▸ What this exercise asks
1. Please copy the diary entry word for word between "---Emotionally it hurts" and "should i say 2am.", inclusive.
2. List the toppings the diary entry says were added to the Shreddies with Oat Milk.

** Opening Selected text block **

Here are a few days example....
Sunday 24th 
Mood/anxiety = numb. 
Additional meds =8mg of diazipam.
My whole body aches yet it shouldn't. My stomach is growling yet i feel physically sick. 
Things i ask myself....
Q.1 Will i leave my safe space, weighted blanket & mountain of pillows?
A.1 NO. 
Q.2 Will i manage my yoga routine
A.2 NO
Reasons....Why
I feel exhausted even though ive not been outside since Thursday. I just want the aching to subside the pain to leave. My jaw is clenched closed making eating an ordeal. I know this needs to be done. 
The dread of what passive aggressive message/s ill receive today either in person or written either way im struggling to motivate myself to move.
The Internet has been blocked for nearly a wk now. But i just let it slide as the saying goes choose your arguements "wifi is not the hill i want to die on" quote from TBBT. I hear Luke (my brother) is now in his bedroom and his door is closed. He has been banging around the house sending passive aggressive messages (sms) since 4am. My belongings that i left downstairs were thrown into my room. I'm nervous to leave my room till i know he is asleep. 
Flashback/negative thoughts....
1. How can my baby brother be an emotional manipulator. 
2. Last time i had to justify my everymove i was in Portugal in a very bad relationship. 
*****Ways im looking to excuse his behaviour. Find the cause to my sudden crash of low mood aka depression with a nice battle of anxiety.
---Logically i know its not the same. 
---Emotionally it hurts the same. 
The way he looks at me with disgust, resentment & impatience is the trigger. I realise this. How someone you love can make you feel this way. 
Solution: i decide to find a solution to the sudden conflict of money and i know there is a receipt in the car. I go to the normal place the keys are kept and theyre no where to be found. I look in all the obvious logical places they  could be and realise theyre hidden by my loving brother. His Reasons, 1-to stop me  buying shit (his words). 2. He has decided its his house, his car so therefore his rules. (Its all my mums btw)
As im downstairs i notice the kitchen is a mess. Pots all over from a feast Luke cooked up the night before. Or should i say 2am. 
So i feel defeated. Ive basically been cleaning non stop everytime i use a room as per gov guidelines and he just doesnt seem to comprehend the severity of the situation. 
I decide i need to eat. So i opt for Shreddies with Oat Milk (Luke has a serious milk allergy to the milk proteins in cows milk so im not fussed about milk and am happy to use alternatives) topped with vanilla soya yogurt, bannana, a few cranberries, 3 strawberries, sultanas and crushed Almonds. My logical brain is telling me eat well as we are not leaving the bedroom again unless desperate. 
I send a few messages to the family whats app (Luke refuses to be a part of this) and receive encouraging and support in return. Everyone is struggling in their own way so i appreciate having a small outlet between us all.
After food i sleep finally. 
Trying now to Ready myself for round 2 which i know is coming.

** Closing Selected text block **
** Opening Study material block **

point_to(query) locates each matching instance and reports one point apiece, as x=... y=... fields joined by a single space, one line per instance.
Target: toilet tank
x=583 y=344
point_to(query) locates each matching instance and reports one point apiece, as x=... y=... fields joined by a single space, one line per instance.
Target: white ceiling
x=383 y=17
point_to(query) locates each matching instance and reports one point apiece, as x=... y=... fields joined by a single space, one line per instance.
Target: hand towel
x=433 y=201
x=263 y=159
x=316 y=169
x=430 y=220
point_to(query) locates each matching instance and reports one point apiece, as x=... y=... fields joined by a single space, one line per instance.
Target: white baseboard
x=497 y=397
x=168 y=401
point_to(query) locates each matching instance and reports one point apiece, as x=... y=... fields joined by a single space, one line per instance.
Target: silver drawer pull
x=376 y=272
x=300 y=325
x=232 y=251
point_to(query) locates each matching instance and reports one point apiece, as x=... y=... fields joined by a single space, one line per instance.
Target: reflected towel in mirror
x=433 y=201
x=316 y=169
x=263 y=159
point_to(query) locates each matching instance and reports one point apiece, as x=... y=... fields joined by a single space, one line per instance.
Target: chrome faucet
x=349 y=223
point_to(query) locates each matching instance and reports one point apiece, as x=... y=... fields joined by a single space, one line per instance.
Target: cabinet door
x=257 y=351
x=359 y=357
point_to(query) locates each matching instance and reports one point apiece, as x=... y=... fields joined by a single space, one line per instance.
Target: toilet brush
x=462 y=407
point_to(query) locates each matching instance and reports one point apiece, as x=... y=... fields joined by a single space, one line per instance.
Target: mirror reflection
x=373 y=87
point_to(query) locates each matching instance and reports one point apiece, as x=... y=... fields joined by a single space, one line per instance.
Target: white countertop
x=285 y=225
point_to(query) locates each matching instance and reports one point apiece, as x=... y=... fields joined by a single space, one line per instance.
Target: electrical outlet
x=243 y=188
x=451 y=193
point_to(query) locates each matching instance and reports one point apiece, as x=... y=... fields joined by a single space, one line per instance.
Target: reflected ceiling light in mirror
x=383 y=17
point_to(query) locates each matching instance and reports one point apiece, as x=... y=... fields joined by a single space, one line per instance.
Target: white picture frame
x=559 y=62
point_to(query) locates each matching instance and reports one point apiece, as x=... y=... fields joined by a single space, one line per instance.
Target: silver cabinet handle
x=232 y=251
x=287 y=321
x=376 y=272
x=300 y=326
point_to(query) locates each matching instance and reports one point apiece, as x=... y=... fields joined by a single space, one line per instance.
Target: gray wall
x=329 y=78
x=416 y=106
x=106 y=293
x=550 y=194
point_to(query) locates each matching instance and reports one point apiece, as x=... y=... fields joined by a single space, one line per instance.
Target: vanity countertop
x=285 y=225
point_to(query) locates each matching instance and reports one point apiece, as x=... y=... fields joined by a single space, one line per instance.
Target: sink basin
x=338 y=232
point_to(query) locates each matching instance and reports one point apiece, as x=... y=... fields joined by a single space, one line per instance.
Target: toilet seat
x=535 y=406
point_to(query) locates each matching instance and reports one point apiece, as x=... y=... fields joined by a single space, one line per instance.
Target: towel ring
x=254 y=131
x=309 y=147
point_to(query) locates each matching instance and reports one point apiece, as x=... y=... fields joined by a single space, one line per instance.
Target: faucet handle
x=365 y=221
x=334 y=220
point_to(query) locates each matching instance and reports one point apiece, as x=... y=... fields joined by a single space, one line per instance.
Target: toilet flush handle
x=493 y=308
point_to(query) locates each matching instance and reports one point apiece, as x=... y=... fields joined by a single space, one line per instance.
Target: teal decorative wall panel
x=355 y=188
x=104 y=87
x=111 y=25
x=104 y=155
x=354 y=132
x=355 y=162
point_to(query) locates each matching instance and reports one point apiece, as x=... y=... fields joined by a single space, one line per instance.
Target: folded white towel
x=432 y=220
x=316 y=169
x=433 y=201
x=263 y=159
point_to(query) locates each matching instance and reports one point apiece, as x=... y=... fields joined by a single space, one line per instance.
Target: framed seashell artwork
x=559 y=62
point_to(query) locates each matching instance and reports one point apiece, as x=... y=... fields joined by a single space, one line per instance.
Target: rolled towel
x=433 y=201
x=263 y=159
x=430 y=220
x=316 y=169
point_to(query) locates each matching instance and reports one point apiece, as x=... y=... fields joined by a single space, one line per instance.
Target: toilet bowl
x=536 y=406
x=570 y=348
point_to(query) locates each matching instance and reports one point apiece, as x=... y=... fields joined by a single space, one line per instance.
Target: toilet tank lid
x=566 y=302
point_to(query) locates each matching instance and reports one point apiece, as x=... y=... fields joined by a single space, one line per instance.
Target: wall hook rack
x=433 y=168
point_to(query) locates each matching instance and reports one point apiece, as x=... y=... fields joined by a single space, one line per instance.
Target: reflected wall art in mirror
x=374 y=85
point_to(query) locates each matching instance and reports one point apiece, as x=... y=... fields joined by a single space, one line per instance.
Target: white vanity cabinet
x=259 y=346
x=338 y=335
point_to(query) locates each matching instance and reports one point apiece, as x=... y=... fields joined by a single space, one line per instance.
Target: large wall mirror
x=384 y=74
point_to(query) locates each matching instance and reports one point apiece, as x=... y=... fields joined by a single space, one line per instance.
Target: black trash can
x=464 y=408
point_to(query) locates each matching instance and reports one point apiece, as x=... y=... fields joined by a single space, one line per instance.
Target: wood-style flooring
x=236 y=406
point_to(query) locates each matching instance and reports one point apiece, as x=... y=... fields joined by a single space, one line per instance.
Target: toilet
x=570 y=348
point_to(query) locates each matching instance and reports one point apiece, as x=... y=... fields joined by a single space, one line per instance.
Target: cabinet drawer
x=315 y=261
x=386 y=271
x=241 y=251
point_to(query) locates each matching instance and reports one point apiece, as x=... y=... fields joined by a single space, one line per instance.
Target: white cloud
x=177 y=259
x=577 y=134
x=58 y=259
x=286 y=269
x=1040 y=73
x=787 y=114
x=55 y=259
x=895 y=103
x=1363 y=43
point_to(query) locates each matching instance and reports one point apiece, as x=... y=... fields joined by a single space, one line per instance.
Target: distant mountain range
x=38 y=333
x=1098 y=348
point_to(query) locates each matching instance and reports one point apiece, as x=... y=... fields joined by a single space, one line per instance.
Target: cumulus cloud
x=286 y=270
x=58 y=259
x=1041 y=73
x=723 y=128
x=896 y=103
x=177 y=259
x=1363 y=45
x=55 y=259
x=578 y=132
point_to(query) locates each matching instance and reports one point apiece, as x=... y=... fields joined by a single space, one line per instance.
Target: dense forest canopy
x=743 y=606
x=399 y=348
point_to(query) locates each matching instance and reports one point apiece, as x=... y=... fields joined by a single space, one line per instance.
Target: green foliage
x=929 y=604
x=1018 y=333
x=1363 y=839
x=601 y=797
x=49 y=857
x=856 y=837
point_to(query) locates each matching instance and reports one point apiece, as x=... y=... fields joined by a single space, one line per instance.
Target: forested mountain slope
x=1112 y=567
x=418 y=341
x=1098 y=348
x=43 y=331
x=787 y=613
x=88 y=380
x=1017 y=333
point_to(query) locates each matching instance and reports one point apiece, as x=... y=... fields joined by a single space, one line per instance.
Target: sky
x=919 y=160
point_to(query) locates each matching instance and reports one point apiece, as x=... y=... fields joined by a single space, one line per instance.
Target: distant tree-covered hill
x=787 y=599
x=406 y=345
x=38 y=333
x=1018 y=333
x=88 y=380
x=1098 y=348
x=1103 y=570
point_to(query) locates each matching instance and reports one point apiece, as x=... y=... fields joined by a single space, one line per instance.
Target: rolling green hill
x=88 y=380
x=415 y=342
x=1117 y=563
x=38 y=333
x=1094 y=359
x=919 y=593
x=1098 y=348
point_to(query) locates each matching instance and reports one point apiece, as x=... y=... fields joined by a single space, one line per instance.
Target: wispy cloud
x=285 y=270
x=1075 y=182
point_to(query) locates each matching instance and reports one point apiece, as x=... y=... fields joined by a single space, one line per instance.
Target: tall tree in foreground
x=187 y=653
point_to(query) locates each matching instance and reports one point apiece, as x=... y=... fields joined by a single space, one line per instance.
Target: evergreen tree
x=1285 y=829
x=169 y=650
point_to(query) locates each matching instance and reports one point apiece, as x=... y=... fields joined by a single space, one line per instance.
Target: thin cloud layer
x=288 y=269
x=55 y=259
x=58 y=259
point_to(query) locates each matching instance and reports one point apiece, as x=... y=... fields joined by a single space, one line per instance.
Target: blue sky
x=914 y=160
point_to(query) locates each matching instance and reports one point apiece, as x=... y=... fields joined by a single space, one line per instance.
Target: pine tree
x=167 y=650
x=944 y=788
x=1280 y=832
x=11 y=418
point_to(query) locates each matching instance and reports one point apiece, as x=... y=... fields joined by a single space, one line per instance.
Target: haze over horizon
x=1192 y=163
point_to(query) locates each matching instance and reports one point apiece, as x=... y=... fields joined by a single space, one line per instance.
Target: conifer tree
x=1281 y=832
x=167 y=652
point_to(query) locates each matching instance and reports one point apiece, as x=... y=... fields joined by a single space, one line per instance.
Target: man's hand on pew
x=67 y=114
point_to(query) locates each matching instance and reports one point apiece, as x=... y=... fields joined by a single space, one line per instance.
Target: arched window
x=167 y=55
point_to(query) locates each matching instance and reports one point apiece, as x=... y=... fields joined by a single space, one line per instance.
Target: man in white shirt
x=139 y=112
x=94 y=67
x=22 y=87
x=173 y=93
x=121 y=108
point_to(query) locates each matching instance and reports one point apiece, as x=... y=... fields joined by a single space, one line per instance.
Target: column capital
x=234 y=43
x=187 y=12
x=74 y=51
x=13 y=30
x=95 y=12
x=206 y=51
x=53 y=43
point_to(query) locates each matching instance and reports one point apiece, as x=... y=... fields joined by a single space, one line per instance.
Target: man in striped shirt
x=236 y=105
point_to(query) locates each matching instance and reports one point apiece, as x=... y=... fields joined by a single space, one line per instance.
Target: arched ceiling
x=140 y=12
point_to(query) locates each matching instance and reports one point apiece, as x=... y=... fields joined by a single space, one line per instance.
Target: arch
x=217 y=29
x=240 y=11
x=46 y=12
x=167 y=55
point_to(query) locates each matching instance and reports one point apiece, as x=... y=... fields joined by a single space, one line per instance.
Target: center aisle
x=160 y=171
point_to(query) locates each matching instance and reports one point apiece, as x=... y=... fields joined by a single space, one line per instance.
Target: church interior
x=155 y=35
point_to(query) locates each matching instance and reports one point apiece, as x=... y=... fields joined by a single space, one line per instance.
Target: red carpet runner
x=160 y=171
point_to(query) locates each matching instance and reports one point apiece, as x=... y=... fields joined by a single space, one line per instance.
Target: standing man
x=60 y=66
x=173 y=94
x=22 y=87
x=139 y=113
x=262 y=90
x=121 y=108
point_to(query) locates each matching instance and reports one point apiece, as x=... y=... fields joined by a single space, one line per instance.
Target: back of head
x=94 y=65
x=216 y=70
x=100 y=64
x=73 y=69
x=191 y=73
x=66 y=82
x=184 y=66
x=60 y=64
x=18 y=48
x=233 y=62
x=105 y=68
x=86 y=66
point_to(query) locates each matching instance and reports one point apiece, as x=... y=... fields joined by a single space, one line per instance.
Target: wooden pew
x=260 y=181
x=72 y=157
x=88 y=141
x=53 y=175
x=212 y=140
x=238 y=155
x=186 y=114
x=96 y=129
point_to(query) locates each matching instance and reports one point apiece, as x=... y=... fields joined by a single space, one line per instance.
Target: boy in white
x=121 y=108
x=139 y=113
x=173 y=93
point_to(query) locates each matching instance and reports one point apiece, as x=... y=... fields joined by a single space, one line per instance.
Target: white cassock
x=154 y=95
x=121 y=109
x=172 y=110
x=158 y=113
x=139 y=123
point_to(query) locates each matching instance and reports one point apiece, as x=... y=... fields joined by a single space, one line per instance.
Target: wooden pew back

** Closing Study material block **

▸ Results in order
1.
---Emotionally it hurts the same. 
The way he looks at me with disgust, resentment & impatience is the trigger. I realise this. How someone you love can make you feel this way. 
Solution: i decide to find a solution to the sudden conflict of money and i know there is a receipt in the car. I go to the normal place the keys are kept and theyre no where to be found. I look in all the obvious logical places they  could be and realise theyre hidden by my loving brother. His Reasons, 1-to stop me  buying shit (his words). 2. He has decided its his house, his car so therefore his rules. (Its all my mums btw)
As im downstairs i notice the kitchen is a mess. Pots all over from a feast Luke cooked up the night before. Or should i say 2am.

2.
vanilla soya yogurt
bannana
a few cranberries
3 strawberries
sultanas
crushed Almonds